• [The problem]
Consider the data that follows and state how many lines contain the string "negative", using the number alone.

• [Provided information]
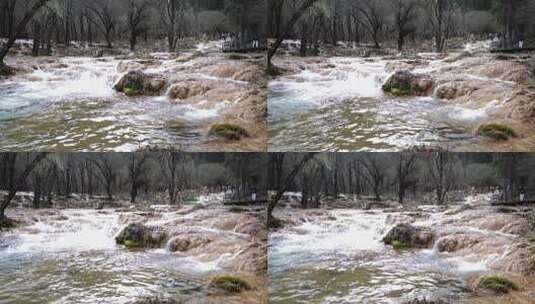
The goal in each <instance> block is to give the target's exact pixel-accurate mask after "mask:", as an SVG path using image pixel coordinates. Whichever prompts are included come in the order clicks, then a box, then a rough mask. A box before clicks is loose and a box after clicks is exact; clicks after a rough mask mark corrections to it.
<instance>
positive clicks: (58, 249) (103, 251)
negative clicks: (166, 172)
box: [0, 209, 219, 304]
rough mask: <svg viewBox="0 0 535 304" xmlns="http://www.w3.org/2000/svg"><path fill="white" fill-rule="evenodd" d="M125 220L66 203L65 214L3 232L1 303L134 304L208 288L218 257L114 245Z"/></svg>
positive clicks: (203, 290)
mask: <svg viewBox="0 0 535 304" xmlns="http://www.w3.org/2000/svg"><path fill="white" fill-rule="evenodd" d="M172 216H173V215H172V214H171V213H169V214H168V215H166V214H165V213H164V214H163V218H164V219H165V218H170V217H172ZM148 224H149V225H150V224H151V223H150V222H149V223H148ZM122 226H123V225H122V224H121V223H120V220H119V215H118V213H116V212H113V211H110V212H108V211H106V212H101V211H95V210H82V209H80V210H65V211H62V212H61V218H57V219H54V216H50V218H49V219H47V221H46V222H42V221H38V222H36V223H35V224H33V225H32V226H29V227H25V228H23V229H22V230H21V231H17V232H16V233H13V234H4V235H2V237H3V238H4V240H2V242H0V245H1V246H0V261H1V265H2V266H1V267H0V303H10V304H18V303H20V304H22V303H131V302H132V301H133V300H136V299H139V298H142V297H145V296H162V297H171V298H175V299H185V300H187V299H190V298H194V297H199V296H201V295H203V294H206V293H207V292H208V291H207V290H206V281H207V277H208V276H209V275H212V274H214V273H217V272H218V270H219V266H218V263H219V261H218V260H213V261H203V262H201V261H198V260H196V259H195V258H192V257H186V256H181V255H177V254H173V253H170V252H168V251H167V249H149V250H142V251H130V250H127V249H125V248H123V247H121V246H117V245H116V244H115V239H114V238H115V235H116V234H117V233H118V232H119V231H120V229H121V228H122Z"/></svg>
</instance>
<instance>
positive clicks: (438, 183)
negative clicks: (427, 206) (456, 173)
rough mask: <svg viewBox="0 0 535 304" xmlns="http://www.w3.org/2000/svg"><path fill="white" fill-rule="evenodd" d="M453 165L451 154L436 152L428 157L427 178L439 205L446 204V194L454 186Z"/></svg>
mask: <svg viewBox="0 0 535 304" xmlns="http://www.w3.org/2000/svg"><path fill="white" fill-rule="evenodd" d="M455 164H456V159H455V156H454V155H453V154H452V153H447V152H437V153H433V154H431V155H430V156H429V157H428V169H429V170H428V171H429V178H430V180H431V184H432V186H433V189H434V191H435V195H436V199H437V203H438V204H439V205H443V204H444V203H446V201H447V195H448V192H450V191H451V190H452V189H453V187H454V186H455V178H456V171H455Z"/></svg>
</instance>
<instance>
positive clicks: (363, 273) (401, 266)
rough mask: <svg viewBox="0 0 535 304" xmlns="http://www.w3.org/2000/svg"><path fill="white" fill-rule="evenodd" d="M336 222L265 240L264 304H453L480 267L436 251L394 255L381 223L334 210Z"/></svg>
mask: <svg viewBox="0 0 535 304" xmlns="http://www.w3.org/2000/svg"><path fill="white" fill-rule="evenodd" d="M331 214H332V216H334V218H336V219H335V220H332V221H326V222H307V223H305V224H303V225H302V226H298V227H296V228H295V229H292V230H286V231H281V232H277V233H272V234H271V235H270V240H269V281H270V287H269V297H270V299H271V301H270V303H281V304H282V303H333V304H334V303H339V304H340V303H348V304H349V303H374V304H376V303H402V302H403V301H406V300H411V299H414V298H418V299H422V298H427V299H433V298H435V297H438V298H440V299H448V300H450V301H452V302H454V303H455V302H458V301H459V299H460V298H462V297H463V296H465V295H466V294H467V289H466V282H465V277H466V276H467V275H469V274H474V273H479V272H484V271H485V270H486V266H485V264H484V263H483V262H475V263H471V262H468V261H464V260H461V259H458V258H453V257H446V256H443V255H442V254H440V253H438V252H437V251H436V250H435V249H430V250H417V251H405V252H404V251H401V252H396V251H394V250H393V249H392V248H391V247H390V246H385V245H384V244H383V243H382V242H381V238H382V236H383V234H384V233H385V231H384V230H385V229H386V227H385V219H386V215H385V214H384V213H382V212H380V211H374V212H368V211H360V210H334V211H331Z"/></svg>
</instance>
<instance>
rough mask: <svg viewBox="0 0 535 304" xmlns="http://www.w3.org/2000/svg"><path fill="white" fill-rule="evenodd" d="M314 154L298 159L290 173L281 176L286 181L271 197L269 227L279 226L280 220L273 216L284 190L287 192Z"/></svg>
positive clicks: (268, 208) (305, 156)
mask: <svg viewBox="0 0 535 304" xmlns="http://www.w3.org/2000/svg"><path fill="white" fill-rule="evenodd" d="M314 155H315V153H312V152H310V153H306V154H305V155H304V156H303V157H302V158H301V160H300V161H298V162H297V163H296V164H295V165H294V167H293V169H292V171H290V173H289V174H288V175H287V176H286V177H285V178H281V180H284V181H283V182H282V183H281V184H280V188H278V189H276V190H277V193H275V195H274V196H273V197H272V198H271V199H270V201H269V204H268V210H267V226H268V227H277V226H279V225H278V222H277V221H276V220H275V218H274V217H273V210H274V209H275V207H277V204H278V203H279V201H280V199H281V198H282V196H283V195H284V192H286V191H287V190H288V188H289V187H290V185H291V184H292V183H293V181H294V179H295V177H296V176H297V174H298V173H299V172H300V171H301V170H302V169H303V167H304V166H305V165H306V164H307V163H308V162H309V161H310V160H311V159H313V158H314Z"/></svg>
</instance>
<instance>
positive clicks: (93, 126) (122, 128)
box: [0, 46, 239, 151]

• [Response area]
2